**BLOQUE DE TEXTO**
Voy leyendo una crónica de los sucesos del día 14 de noviembre, recién pasado. La escribe Alberto Capella, a quien no conozco. Me gusta su manera de descifrar cada momento, porque, según él señala, lo hace con base en la experiencia que ha acumulado tras 20 años de participar en manifestaciones, unas veces como actor manifestante y otras como estratega para manejar ese tipo de situaciones. Que ni una cosa ni otra son como para improvisados y novatos.

Me estremece el recuento de los hechos, porque en un rincón de mi cerebro y de mi corazón está mi eventual y no planeada participación en un suceso algo parecido, aunque este haya ocurrido sin rastros de violencia. Fue fortuito que, asistiendo en la ciudad de México a unos cursos, fui a presenciar la película anunciada como Los complejos, con Lando Buzzanca, famoso cómico italiano de aquellos tiempos.

**PROBLEMAS**
**A)** En el fragmento sobre la crónica de Capella, ¿por qué le gusta a quien escribe la manera en que Capella descifra cada momento?
**B)** Modifica la parte del fragmento sobre la crónica de Capella que empieza con las palabras que contienen "Voy leyendo una" y termina con "improvisados y novatos.", poniendo "protestas" en lugar de "manifestaciones".
**C)** ¿Puedes seguir escribiendo el fragmento sobre la crónica de Capella a partir de donde se detiene?

**DATOS SIN PROCESAR**
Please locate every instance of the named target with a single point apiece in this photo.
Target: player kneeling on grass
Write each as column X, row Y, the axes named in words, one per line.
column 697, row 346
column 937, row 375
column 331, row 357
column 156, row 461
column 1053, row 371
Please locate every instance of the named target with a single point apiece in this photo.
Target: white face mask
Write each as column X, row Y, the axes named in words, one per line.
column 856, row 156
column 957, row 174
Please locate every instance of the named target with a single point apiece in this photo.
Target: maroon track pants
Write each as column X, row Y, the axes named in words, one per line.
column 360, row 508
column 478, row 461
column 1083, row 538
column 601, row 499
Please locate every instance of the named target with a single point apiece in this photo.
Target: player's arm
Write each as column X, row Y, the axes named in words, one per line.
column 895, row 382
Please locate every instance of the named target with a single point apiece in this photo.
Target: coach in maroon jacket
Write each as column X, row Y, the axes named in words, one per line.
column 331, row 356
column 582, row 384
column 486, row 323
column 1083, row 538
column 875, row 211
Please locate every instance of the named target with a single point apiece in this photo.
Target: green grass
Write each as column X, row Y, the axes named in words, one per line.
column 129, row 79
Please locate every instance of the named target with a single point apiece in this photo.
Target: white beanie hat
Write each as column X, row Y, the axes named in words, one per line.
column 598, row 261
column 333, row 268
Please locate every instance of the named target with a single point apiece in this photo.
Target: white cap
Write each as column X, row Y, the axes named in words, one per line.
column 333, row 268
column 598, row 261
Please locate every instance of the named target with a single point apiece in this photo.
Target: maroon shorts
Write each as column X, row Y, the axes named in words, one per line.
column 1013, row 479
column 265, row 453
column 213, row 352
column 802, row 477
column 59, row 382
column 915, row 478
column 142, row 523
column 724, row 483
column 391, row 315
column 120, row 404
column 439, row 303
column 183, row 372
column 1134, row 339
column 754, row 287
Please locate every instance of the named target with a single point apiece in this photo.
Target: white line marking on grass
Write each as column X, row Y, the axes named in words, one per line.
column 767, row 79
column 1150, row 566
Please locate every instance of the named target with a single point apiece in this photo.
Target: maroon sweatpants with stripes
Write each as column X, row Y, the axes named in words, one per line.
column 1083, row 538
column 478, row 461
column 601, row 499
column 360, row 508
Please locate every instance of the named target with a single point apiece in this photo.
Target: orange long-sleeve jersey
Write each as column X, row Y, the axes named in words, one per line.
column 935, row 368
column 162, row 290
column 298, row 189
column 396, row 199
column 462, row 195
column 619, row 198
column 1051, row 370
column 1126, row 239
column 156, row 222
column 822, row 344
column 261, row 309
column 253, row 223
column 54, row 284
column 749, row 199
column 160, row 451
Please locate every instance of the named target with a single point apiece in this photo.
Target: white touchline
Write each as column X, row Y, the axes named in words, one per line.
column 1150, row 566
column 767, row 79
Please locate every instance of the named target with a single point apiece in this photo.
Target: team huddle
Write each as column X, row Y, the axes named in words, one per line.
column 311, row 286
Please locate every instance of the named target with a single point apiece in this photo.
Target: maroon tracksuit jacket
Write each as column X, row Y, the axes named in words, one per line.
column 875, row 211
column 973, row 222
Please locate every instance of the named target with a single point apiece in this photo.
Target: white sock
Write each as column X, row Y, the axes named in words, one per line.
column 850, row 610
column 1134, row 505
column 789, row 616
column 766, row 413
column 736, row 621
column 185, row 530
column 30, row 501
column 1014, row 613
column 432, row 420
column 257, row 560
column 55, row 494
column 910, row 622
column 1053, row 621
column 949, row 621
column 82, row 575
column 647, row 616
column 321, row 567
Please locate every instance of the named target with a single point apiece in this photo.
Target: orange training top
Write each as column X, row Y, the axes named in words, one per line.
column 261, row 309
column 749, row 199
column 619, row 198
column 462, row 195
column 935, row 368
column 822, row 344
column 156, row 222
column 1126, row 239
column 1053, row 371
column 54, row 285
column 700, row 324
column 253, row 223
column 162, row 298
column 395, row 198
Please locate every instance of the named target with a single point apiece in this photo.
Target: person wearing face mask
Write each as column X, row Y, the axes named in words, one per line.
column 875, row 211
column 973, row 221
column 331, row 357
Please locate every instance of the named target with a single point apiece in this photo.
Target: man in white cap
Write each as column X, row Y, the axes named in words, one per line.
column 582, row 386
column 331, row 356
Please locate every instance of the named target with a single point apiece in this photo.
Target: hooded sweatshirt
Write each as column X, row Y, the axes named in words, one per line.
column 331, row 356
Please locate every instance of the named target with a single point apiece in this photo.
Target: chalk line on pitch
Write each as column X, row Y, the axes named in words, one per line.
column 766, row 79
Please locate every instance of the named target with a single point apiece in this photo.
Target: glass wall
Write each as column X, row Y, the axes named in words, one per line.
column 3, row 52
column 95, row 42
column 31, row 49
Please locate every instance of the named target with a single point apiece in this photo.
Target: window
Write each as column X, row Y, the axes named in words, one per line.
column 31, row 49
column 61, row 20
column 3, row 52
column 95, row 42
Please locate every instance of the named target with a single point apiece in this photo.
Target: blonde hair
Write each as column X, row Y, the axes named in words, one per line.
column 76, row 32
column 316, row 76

**RESULTADOS POR TAREA**
**A)** Porque, según señala el propio Capella, lo hace con base en la experiencia que ha acumulado tras 20 años de participar en manifestaciones. Unas veces participó como manifestante y otras como estratega para manejar ese tipo de situaciones.

**B)**
Voy leyendo una crónica de los sucesos del día 14 de noviembre, recién pasado. La escribe Alberto Capella, a quien no conozco. Me gusta su manera de descifrar cada momento, porque, según él señala, lo hace con base en la experiencia que ha acumulado tras 20 años de participar en protestas, unas veces como actor manifestante y otras como estratega para manejar ese tipo de situaciones. Que ni una cosa ni otra son como para improvisados y novatos.

**C)**
Cuando salí de la función, me encontré, de pronto, en medio de un sunami de personas. Miles y miles de jóvenes estudiantes (muchos dieciocheros, como yo), mezclados con trabajadores, obreros, empleados, gente mayor, etc. Todo ese río humano marchando en estremecedor silencio. No se oía sino el ruido de las cortinas de fierro que los comerciantes bajaban a manera de  cautelosa protección. Aquella famosa Marcha del silencio (13/09/68) fue encabezada por un personaje que hizo historia por su entereza, valentía y presencia moral: el doctor Javier Barros Sierra, rector de la UNAM.

No hubo un solo disparo, ni golpes de toletes, ni gases lacrimógenos, ni murallas que derribar.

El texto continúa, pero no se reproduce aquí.